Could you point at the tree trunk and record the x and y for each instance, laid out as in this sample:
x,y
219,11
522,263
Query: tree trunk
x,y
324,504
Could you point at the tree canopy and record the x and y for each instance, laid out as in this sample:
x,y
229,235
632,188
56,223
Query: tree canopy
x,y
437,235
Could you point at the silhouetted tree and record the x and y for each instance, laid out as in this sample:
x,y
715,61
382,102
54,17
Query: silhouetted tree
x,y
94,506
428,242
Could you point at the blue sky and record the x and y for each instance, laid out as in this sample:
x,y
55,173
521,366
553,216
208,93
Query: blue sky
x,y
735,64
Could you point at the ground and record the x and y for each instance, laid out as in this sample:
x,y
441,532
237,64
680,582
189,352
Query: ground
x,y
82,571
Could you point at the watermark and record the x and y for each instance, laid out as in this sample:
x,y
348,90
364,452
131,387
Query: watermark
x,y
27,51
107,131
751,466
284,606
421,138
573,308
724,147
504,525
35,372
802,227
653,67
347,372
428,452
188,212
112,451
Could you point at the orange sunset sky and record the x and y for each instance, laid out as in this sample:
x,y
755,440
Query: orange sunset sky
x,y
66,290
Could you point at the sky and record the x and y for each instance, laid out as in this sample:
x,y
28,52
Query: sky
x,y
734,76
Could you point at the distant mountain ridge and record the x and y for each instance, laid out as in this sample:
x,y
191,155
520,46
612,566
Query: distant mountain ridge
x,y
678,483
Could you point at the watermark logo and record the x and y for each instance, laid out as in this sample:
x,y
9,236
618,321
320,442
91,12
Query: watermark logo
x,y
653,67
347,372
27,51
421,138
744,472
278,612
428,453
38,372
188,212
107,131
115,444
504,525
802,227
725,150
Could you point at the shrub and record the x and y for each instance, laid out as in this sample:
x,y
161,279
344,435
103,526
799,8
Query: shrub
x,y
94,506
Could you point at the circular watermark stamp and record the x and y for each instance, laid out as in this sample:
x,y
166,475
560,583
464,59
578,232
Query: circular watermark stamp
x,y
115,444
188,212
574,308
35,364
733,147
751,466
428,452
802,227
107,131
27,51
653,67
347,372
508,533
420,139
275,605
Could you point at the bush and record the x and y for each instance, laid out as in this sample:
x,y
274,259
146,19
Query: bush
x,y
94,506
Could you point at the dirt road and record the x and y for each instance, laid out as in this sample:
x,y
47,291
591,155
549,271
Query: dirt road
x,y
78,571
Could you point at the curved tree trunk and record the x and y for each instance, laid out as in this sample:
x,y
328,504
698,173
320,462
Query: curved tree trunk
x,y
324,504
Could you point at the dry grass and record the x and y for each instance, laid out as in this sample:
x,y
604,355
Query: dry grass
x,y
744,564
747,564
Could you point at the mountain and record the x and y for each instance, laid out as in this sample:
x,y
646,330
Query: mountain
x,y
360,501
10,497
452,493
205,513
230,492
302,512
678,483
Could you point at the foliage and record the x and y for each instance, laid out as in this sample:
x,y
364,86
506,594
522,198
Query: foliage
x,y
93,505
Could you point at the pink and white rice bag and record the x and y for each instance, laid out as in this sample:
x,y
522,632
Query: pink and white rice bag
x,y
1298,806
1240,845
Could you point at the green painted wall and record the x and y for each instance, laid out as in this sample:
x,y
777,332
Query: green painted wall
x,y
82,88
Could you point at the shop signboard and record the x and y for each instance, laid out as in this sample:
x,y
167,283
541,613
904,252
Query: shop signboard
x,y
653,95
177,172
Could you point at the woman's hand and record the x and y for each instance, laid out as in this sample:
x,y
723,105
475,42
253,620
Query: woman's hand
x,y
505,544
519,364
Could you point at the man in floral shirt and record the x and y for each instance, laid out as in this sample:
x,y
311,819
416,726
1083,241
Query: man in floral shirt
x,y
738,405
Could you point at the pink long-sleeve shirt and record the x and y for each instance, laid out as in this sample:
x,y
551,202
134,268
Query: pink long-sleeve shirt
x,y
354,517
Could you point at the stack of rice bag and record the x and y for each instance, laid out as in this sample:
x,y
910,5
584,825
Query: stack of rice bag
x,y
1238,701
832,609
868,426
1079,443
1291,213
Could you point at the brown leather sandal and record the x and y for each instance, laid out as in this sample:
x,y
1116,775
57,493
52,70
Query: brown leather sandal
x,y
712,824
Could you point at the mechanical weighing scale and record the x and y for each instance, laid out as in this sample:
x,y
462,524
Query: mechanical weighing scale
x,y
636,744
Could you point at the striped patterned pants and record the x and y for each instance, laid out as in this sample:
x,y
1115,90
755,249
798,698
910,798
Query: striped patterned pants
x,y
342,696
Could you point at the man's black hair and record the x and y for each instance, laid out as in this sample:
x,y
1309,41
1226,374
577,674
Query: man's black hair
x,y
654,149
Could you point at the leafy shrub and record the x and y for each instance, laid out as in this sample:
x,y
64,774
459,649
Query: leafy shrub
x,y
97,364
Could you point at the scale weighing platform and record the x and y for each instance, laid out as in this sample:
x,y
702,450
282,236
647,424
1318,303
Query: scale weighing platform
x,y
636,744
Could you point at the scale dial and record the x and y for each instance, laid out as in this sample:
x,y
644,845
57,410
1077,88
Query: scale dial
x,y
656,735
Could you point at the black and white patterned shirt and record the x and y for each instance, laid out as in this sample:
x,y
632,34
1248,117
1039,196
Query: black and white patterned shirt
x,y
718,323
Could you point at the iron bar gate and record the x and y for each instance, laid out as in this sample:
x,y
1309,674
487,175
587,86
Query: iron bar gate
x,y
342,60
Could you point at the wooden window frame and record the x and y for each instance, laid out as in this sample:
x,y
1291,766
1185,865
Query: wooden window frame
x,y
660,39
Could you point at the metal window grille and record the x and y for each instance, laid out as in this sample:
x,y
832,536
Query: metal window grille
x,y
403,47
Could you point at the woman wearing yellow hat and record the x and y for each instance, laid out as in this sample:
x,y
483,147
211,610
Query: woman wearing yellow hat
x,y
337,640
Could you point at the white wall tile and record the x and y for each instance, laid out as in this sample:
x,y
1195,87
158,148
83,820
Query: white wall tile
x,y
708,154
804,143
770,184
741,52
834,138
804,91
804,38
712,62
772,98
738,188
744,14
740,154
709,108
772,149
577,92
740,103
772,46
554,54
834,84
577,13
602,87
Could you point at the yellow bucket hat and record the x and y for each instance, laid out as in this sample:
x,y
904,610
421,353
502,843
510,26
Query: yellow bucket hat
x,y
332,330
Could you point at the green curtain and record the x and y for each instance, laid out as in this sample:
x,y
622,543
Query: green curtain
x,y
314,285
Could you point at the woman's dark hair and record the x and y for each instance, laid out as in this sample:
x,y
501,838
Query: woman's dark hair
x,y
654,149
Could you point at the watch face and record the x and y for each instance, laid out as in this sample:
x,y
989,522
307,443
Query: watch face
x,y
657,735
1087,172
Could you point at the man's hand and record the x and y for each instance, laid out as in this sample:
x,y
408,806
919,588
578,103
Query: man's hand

________

* **Task to carry out**:
Take the listing above and write it out again exactly.

* **Exercise solution**:
Could you point at the tree trunk and record the x and y for each instance, laid out as in this sample:
x,y
219,11
522,263
Query: tree trunk
x,y
324,504
Could you point at the tree canopy and record the x and y for each instance, laid out as in this sample:
x,y
229,235
632,188
56,223
Query: tree canopy
x,y
437,235
Could you point at the silhouetted tree and record the x and y for each instance, laid out as in this sample:
x,y
715,61
382,102
54,17
Query: silhouetted tree
x,y
94,506
428,242
Could you point at the blue sky and record the x and y for each instance, laid out as in this sample:
x,y
55,173
521,366
553,216
208,93
Query: blue sky
x,y
735,64
Could you point at the ground and record the x and y for each instance, laid out as in this sample:
x,y
441,532
237,64
680,582
189,352
Query: ground
x,y
82,571
Could you point at the watermark and record the x and y for each instance, laid out as in this sample:
x,y
348,90
364,452
131,387
Query: watermark
x,y
27,51
107,131
751,466
284,606
421,138
573,308
724,147
504,525
35,372
802,227
653,67
347,372
428,452
188,212
112,451
Could you point at the orange sunset sky and record the x and y for each instance, laid out as in this sample:
x,y
755,440
Query: orange sunset sky
x,y
66,290
Could you point at the sky and record the x and y for each instance, laid out as in this sample:
x,y
28,52
Query: sky
x,y
734,76
Could you point at the distant mountain ridge and record the x and y for each instance, laid out as in this sample:
x,y
191,155
520,46
612,566
Query: distant mountain ridge
x,y
678,483
Could you point at the watermark logo and record the x and y for each instance, laid out as in this sample:
x,y
9,236
618,321
320,442
91,12
Query: watermark logo
x,y
653,67
347,372
27,51
421,138
744,472
278,612
428,453
38,372
188,212
107,131
115,444
504,525
802,227
725,150
Could you point at the shrub and record the x and y for each instance, laid out as in this sample:
x,y
161,279
344,435
103,526
799,8
Query: shrub
x,y
94,506
Could you point at the circular watermark stamp and record the x and y for each instance, laid out as in this sample:
x,y
166,475
560,583
464,59
578,232
Query: circular watermark stamp
x,y
115,444
188,212
574,308
35,364
733,147
751,466
428,452
802,227
107,131
27,51
653,67
347,372
508,533
420,139
275,605
Could you point at the bush and record the x and y for each instance, laid out as in this sample:
x,y
274,259
146,19
Query: bush
x,y
94,506
Could you point at the dirt road and record the x and y for each instance, laid out as in this sample:
x,y
47,291
591,155
549,271
Query: dirt road
x,y
78,571
Could you point at the curved tree trunk and record the x and y for each instance, laid out as in this sample:
x,y
328,504
698,173
320,462
Query: curved tree trunk
x,y
324,504
Could you point at the dry grass and record the x and y for each instance, laid out as in this sample:
x,y
604,355
Query: dry grass
x,y
744,564
747,564
Could you point at the mountain and record the x and y for each instance, laid out as in this sample:
x,y
646,330
Query: mountain
x,y
360,501
10,497
452,493
205,513
230,492
302,512
678,483
Could you point at the foliage and record the x and y for each instance, laid out as in this sample:
x,y
364,86
506,594
522,198
Query: foliage
x,y
93,505
Could you point at the pink and white rice bag and record the x and y for each instance, laid out as in this sample:
x,y
522,632
Query: pink and white rice bag
x,y
1298,806
1240,845
Could you point at the green painted wall and record the x and y for each instance, laid out as in this sample:
x,y
777,332
Query: green painted wall
x,y
82,88
Could you point at the shop signboard and record the x and y for each instance, laid out as in this sample:
x,y
167,283
541,613
904,252
Query: shop signboard
x,y
653,95
177,172
Could you point at the woman's hand and record the x and y for each instance, laid out as in this sample:
x,y
723,105
475,42
253,620
Query: woman's hand
x,y
505,544
519,364
Could you point at the man in floral shirt and record the x and y for each instance, laid out as in this sample:
x,y
311,819
416,726
1083,241
Query: man in floral shirt
x,y
738,405
Could you point at the pink long-sleeve shirt and record the x and y for each instance, laid out as in this sample:
x,y
551,202
134,268
Query: pink long-sleeve shirt
x,y
354,517
Could you point at the stack of rice bag and record the x and y for each instance, laid out as in this sample:
x,y
910,5
584,825
Query: stack of rice bag
x,y
1238,701
832,609
868,426
1079,443
1291,213
Could you point at the brown leather sandal and record the x and y for each instance, laid out as in this sample:
x,y
1116,775
57,493
52,70
Query: brown leather sandal
x,y
712,824
Could you point at the mechanical weighing scale and record the x and y for each instance, laid out as in this sample:
x,y
462,524
Query: mechanical weighing scale
x,y
636,744
Could you point at the striped patterned pants and record the x and y for each instance, laid out as in this sample:
x,y
1115,90
755,249
798,698
910,798
Query: striped patterned pants
x,y
342,696
Could you point at the man's black hair and record the x and y for each instance, laid out as in this sample:
x,y
1309,41
1226,374
577,674
Query: man's black hair
x,y
654,149
Could you point at the leafy shrub and record the x and y for each instance, laid out as in this sample:
x,y
64,774
459,649
Query: leafy shrub
x,y
97,364
Could you point at the scale weighing platform and record the x and y for each instance, laid out as in this sample:
x,y
702,450
282,236
647,424
1318,303
Query: scale weighing platform
x,y
636,744
Could you point at the scale dial and record the x and y for each instance, laid out as in this sample:
x,y
644,845
57,410
1077,88
Query: scale dial
x,y
656,735
Could you point at the black and white patterned shirt and record the x and y for each instance, laid out as in this sample:
x,y
632,34
1248,117
1039,196
Query: black and white patterned shirt
x,y
718,323
Could you point at the iron bar gate and record the x and y for each instance, laid out as in this sample:
x,y
1309,674
487,175
587,86
Query: iron bar gate
x,y
342,60
Could you point at the wooden window frame and record the x and y for each instance, laid out as in this sample:
x,y
1291,766
1185,865
Query: wooden window frame
x,y
660,39
Could you point at the metal window grille and record the x and y for each instance, laid out as in this sample:
x,y
832,536
Query: metal window grille
x,y
403,47
Could you point at the woman wearing yellow hat and record the x and y for each instance, laid out as in this sample:
x,y
483,147
211,610
Query: woman wearing yellow hat
x,y
337,640
Could you point at the white wall tile and record the x and y for each instance, laid out as in this sample:
x,y
1195,87
158,148
83,820
Query: white wall tile
x,y
708,154
804,143
770,184
741,52
834,138
804,91
804,38
712,62
772,98
738,188
744,14
740,154
709,108
772,149
577,92
740,103
772,46
554,54
834,84
577,13
602,87
Could you point at the yellow bucket hat and record the x and y for each instance, laid out as in this sample:
x,y
904,610
421,353
502,843
510,26
Query: yellow bucket hat
x,y
332,330
Could you point at the green curtain and record the x and y for each instance, laid out as in this sample:
x,y
622,543
Query: green curtain
x,y
314,285
Could you point at the woman's dark hair and record the x and y for each instance, laid out as in this sample:
x,y
501,838
Query: woman's dark hair
x,y
654,149
Could you point at the watch face and record the x and y for each instance, laid out as in this sample:
x,y
989,522
307,443
Query: watch face
x,y
657,735
1087,172
Could you point at the man's hand and record the x and y for each instance, laid out as in this sample:
x,y
408,806
919,588
578,103
Query: man's hand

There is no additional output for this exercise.